++++ Material supplied

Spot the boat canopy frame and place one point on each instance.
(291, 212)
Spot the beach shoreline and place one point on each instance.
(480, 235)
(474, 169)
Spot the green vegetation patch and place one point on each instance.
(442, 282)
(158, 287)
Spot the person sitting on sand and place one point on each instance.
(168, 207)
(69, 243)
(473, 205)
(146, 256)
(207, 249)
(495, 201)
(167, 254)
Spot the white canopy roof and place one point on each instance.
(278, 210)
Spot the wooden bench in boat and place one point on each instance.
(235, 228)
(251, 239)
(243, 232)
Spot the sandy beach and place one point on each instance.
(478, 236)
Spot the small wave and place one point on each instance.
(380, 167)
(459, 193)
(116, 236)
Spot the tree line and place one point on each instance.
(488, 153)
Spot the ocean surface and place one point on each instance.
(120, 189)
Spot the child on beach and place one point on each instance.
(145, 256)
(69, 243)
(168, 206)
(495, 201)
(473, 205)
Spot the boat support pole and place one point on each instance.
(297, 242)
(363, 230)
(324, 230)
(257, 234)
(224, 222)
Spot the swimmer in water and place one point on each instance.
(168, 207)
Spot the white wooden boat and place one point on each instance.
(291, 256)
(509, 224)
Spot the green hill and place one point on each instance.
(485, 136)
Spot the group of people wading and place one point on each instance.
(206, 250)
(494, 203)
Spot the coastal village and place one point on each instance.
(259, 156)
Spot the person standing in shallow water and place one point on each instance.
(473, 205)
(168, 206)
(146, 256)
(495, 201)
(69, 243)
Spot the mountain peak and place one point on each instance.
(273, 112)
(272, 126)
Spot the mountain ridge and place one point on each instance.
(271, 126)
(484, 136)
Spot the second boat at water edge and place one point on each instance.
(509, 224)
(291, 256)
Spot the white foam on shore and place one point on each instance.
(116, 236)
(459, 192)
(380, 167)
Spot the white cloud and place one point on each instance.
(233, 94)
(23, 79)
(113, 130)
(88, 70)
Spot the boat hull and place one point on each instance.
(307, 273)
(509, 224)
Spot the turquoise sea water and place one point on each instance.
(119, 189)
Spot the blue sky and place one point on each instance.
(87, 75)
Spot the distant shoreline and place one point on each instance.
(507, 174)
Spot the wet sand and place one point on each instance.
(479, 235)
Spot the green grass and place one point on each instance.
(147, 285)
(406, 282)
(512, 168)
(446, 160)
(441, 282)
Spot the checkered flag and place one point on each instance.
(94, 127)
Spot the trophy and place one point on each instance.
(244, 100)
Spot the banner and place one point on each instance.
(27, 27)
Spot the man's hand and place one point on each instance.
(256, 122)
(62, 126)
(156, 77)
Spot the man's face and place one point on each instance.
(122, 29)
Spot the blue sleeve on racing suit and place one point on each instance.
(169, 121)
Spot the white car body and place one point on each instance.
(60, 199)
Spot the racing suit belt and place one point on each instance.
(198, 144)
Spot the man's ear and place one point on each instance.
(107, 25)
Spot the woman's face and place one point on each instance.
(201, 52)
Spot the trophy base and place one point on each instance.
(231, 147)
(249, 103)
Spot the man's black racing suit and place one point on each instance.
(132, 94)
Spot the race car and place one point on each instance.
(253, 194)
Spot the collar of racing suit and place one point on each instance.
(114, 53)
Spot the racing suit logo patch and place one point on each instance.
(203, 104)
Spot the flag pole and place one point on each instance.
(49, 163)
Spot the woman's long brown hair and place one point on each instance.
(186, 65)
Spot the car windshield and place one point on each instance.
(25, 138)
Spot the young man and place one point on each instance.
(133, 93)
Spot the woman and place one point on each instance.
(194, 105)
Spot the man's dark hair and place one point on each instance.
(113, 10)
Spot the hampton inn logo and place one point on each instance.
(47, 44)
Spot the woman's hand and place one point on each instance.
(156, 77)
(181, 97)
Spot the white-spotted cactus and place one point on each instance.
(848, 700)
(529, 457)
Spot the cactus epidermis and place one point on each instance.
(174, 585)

++++++++
++++ Material supplied

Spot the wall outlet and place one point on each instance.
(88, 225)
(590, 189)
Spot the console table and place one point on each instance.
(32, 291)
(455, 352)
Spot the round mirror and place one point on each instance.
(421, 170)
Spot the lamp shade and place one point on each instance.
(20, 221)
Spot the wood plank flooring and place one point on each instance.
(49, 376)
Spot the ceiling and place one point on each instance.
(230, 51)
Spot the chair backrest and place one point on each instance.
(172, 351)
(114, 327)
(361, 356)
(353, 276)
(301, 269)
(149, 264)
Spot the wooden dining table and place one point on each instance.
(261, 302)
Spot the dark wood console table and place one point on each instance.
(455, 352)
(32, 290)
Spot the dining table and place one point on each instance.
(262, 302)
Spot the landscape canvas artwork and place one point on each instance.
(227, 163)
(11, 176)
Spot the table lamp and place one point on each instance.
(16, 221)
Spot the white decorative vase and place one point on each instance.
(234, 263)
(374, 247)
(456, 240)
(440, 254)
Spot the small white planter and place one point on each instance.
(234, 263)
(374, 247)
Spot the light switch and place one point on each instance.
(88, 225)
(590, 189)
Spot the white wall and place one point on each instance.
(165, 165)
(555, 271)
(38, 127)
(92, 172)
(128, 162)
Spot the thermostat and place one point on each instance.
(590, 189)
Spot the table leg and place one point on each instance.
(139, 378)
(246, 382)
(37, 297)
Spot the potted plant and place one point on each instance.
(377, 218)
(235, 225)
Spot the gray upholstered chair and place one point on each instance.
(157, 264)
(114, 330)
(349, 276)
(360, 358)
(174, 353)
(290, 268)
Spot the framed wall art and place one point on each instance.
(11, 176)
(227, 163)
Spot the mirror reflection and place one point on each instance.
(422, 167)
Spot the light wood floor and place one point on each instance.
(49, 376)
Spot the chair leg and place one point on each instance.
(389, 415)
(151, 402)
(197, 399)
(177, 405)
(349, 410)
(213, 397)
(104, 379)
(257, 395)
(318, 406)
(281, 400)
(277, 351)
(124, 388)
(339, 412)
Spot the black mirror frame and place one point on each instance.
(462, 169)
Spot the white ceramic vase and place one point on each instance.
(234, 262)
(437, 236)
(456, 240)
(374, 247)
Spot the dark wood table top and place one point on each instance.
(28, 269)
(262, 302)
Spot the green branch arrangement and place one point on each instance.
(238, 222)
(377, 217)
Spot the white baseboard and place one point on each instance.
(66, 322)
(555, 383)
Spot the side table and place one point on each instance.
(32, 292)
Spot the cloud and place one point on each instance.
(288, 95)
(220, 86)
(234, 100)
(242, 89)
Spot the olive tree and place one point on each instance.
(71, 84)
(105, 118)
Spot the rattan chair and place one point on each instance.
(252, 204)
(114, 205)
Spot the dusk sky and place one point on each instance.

++++++++

About this exercise: Look above for the line containing "Spot the gray" and the line containing "Spot the dusk". Transcribe both, with the lines between them, exactly.

Exercise solution:
Spot the gray upholstered chair and place one point on each instance.
(157, 264)
(114, 330)
(349, 276)
(360, 358)
(174, 353)
(290, 268)
Spot the framed wall art and place one point on each instance.
(11, 176)
(227, 163)
Spot the mirror reflection and place one point on each instance.
(422, 167)
Spot the light wood floor and place one point on each instance.
(49, 376)
Spot the chair leg and place one point on each instance.
(389, 415)
(151, 402)
(197, 399)
(177, 405)
(349, 410)
(213, 397)
(104, 379)
(257, 395)
(318, 406)
(281, 400)
(277, 351)
(124, 388)
(339, 412)
Spot the black mirror frame and place one point on each instance.
(462, 169)
Spot the white ceramic vase and place one point on each instance.
(234, 262)
(437, 236)
(456, 240)
(374, 247)
Spot the dark wood table top and place one point on each instance.
(28, 269)
(262, 302)
Spot the green branch arrangement and place one point on each instance.
(238, 222)
(377, 217)
Spot the white baseboard and place one point on each instance.
(66, 322)
(555, 383)
Spot the side table and place one point on each instance.
(32, 292)
Spot the cloud and place one point on each instance.
(288, 95)
(220, 86)
(234, 100)
(242, 89)
Spot the olive tree and place one point on each instance.
(71, 84)
(105, 118)
Spot the rattan chair and place one point on each instance.
(252, 204)
(114, 205)
Spot the dusk sky and place one point on each instance.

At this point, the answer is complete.